◆ ABOUT THIS EXERCISE
Look below for the line with "Phrase: orange ship structure", and from there restate every line word for word until the entries end.

**********

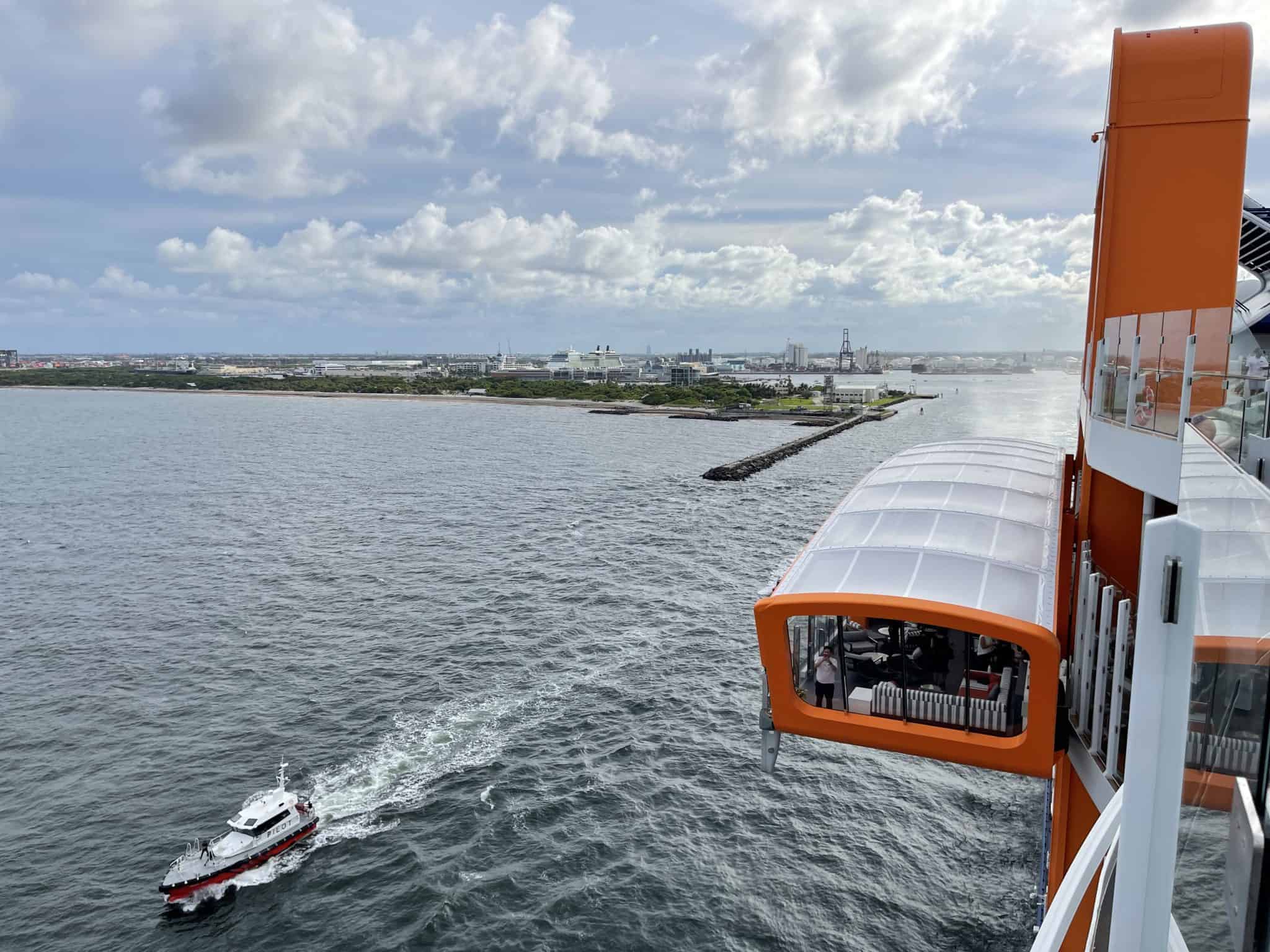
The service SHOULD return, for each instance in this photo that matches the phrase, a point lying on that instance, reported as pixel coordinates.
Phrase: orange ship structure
(1099, 620)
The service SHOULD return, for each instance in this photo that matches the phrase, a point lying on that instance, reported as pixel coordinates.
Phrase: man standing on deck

**********

◆ EXERCISE RESULT
Phrase: orange ship structure
(1099, 620)
The service SHOULD return, for each instance in this photo that matches the phrase, a point lying on that instance, reported as pixel coordinates.
Phrase: man standing on deck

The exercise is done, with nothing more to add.